**Passage shown:**
"""
There was great secrecy, enormous secrecy. Bob Shulman fixed that. He invented the Shulman list. He wrote his own salary on the top of the list and said to the next person, "I'll show you the list with my salary on it if you will put your salary on it." And then he went to the next person and the next person. In the end we had all the salaries, and they were all the same essentially. They were all equal to the starting salary or slightly less. And so the Bell Labs changed that. That was actually the first rebellion that happened before. The first year I think Conyers Herring got a seventy-five percent raise and the next year I got a seventy-five percent raise and so on. So they started to spread the scale out. And then we were as well off as our academic colleagues. Almost as well off as our academic colleagues. So there was that whole— That too with the younger Turks. Bob Shulman did his younger Turk bit. Then there was the oath and the yellow signs, but those were political.

Kojevnikov:

How is this related to Bell Labs?
"""
**Directives:**
(1) In the interview excerpt, what did Bob Shulman write at the top of his list?
(2) Locate every line in the entries that contains the string "chrome" and copy each one. Match case exactly.
The interview excerpt and the entries have no connection to each other.

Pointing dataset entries
"""
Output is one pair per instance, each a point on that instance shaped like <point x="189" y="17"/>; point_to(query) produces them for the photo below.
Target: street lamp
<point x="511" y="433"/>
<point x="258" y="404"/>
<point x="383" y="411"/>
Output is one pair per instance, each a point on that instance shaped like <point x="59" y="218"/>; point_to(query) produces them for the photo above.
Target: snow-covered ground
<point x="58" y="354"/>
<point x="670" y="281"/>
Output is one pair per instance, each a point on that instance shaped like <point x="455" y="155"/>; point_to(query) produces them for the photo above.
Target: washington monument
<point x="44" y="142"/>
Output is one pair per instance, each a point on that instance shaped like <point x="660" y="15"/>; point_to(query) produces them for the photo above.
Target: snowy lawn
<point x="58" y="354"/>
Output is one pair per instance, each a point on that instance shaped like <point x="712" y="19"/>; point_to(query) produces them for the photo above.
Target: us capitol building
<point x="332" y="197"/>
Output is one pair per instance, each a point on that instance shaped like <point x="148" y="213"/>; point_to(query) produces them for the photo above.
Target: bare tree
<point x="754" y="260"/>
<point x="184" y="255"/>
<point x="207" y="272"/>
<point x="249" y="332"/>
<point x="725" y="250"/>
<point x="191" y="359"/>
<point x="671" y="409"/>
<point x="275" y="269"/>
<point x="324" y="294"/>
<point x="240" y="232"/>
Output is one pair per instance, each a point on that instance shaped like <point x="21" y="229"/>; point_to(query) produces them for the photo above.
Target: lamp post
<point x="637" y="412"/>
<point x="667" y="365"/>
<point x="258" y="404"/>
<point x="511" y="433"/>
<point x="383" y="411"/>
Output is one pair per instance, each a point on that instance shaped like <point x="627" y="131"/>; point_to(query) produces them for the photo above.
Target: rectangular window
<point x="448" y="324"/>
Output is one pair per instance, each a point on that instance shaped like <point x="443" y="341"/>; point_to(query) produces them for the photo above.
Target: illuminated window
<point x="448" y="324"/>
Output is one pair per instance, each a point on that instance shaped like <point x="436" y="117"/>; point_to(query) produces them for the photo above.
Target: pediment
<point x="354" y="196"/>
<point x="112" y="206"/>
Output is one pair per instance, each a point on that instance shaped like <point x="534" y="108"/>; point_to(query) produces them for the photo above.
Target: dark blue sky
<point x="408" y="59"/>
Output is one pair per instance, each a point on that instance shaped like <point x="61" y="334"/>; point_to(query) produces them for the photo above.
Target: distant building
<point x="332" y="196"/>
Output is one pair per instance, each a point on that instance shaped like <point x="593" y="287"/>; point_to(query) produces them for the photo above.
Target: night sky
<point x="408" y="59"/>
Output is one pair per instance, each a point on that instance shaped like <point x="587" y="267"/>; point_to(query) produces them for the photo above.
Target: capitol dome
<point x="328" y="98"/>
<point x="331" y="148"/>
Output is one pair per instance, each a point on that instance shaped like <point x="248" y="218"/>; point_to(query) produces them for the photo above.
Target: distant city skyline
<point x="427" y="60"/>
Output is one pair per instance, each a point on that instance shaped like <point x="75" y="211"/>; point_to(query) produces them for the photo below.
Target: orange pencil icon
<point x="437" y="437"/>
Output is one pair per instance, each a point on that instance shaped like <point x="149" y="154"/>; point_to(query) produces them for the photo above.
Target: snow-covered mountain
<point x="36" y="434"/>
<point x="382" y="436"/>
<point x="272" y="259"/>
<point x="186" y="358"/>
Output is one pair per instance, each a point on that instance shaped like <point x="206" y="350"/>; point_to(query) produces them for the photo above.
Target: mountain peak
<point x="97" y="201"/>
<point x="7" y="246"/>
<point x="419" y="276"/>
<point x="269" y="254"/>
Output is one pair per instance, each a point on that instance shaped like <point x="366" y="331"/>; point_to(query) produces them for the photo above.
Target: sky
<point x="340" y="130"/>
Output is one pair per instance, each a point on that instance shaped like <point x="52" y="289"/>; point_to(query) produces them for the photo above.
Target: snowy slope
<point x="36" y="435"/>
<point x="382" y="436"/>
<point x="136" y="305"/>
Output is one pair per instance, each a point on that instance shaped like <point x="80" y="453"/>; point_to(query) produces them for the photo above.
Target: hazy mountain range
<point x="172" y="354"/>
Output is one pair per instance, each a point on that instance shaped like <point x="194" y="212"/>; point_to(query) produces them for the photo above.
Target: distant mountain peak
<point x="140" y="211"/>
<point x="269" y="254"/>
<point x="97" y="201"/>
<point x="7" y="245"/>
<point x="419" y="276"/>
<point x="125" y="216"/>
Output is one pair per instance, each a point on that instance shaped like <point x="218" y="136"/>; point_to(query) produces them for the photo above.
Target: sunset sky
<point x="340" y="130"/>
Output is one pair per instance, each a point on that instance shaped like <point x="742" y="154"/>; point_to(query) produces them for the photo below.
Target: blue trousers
"""
"""
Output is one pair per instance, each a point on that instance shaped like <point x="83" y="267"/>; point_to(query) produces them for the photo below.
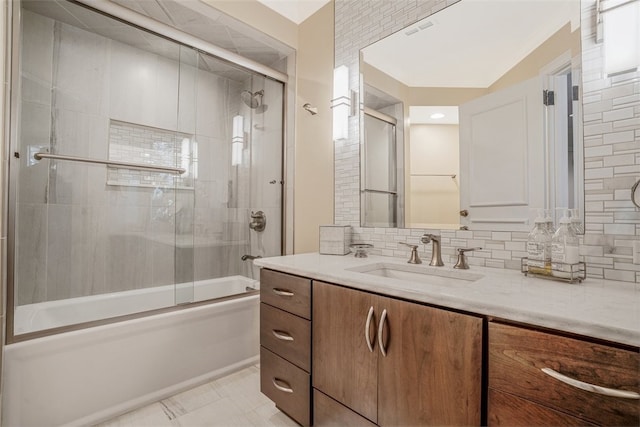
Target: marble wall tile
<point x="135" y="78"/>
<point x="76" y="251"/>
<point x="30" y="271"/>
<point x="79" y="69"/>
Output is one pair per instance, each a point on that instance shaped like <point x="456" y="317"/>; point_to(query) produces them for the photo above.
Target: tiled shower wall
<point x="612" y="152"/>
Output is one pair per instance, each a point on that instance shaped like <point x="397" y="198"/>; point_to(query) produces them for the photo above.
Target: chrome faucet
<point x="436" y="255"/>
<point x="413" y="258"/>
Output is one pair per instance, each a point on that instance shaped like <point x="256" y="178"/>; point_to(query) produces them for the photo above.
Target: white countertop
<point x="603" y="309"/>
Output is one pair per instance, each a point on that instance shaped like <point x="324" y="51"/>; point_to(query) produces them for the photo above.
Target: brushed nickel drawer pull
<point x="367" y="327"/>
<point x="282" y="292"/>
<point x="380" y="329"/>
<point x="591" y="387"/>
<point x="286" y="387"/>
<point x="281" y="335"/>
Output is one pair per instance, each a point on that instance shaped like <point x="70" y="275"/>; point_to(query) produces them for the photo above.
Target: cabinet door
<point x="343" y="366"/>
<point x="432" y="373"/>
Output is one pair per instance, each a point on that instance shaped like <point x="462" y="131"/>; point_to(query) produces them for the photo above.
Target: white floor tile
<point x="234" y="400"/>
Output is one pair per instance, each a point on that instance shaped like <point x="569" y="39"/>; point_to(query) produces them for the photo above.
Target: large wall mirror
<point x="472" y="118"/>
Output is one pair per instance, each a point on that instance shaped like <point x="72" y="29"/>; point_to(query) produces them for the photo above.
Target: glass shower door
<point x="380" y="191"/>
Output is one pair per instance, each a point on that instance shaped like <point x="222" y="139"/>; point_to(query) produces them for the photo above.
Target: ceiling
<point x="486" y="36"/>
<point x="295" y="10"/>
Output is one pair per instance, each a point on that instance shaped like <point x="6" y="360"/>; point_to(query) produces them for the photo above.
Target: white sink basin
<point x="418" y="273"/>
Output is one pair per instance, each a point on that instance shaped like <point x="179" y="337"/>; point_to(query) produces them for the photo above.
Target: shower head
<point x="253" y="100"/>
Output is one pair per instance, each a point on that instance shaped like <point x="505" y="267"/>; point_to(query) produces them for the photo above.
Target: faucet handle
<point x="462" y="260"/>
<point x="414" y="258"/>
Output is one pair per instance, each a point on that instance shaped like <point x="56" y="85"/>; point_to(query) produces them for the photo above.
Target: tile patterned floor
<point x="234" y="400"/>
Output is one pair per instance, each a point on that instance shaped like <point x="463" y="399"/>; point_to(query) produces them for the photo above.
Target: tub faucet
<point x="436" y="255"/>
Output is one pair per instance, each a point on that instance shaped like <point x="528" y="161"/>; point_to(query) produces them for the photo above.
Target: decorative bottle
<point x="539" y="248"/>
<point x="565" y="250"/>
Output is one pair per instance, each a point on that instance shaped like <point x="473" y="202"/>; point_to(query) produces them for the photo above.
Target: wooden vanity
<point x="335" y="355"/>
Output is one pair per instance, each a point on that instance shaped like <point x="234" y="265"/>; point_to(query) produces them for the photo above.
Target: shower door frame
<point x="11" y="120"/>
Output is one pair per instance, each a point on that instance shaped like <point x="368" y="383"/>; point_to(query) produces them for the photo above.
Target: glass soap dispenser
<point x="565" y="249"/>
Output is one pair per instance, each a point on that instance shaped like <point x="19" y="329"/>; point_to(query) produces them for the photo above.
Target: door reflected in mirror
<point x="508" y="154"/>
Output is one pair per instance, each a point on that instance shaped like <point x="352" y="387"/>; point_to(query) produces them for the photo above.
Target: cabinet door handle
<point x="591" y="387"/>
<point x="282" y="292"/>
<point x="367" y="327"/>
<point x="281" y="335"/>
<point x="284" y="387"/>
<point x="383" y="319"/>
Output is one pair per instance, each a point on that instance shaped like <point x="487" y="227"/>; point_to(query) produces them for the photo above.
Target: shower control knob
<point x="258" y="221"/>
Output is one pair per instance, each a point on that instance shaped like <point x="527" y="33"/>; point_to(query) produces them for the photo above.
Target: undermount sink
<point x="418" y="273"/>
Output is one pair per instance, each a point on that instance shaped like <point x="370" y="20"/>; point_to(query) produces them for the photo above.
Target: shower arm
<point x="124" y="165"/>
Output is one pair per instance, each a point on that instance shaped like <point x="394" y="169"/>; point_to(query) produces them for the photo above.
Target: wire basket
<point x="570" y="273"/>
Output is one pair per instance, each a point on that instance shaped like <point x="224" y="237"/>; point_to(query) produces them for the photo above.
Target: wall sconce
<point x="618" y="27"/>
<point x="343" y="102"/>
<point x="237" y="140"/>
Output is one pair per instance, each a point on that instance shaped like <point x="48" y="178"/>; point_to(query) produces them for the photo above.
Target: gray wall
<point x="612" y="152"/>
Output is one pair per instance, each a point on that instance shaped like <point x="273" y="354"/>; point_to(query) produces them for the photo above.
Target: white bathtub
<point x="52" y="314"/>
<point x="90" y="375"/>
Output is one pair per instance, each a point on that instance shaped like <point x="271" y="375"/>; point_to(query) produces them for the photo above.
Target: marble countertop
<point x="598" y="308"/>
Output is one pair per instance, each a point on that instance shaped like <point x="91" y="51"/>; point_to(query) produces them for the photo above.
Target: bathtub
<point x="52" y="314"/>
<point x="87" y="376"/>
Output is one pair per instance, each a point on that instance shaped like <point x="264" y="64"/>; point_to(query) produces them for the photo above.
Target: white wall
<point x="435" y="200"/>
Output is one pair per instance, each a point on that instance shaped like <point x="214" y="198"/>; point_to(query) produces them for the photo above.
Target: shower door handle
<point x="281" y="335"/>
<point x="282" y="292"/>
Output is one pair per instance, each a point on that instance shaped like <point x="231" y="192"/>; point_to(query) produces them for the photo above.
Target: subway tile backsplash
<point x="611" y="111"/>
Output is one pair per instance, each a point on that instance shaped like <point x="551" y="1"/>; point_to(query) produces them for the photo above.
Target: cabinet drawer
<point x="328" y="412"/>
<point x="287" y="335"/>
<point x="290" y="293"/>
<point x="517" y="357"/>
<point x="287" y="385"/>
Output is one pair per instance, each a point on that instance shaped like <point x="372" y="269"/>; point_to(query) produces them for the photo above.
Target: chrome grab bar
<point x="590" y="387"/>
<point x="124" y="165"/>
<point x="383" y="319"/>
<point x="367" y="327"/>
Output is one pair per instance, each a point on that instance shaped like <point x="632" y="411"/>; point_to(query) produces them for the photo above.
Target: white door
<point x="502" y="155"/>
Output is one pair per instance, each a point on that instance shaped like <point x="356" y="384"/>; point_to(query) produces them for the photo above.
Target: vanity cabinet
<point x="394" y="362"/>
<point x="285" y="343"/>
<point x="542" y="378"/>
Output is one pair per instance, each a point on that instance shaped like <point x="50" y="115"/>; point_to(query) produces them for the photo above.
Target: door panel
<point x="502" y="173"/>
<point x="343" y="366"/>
"""
**Responses to the exercise:**
(1) His own salary.

(2)
Target: chrome faucet
Target: chrome grab bar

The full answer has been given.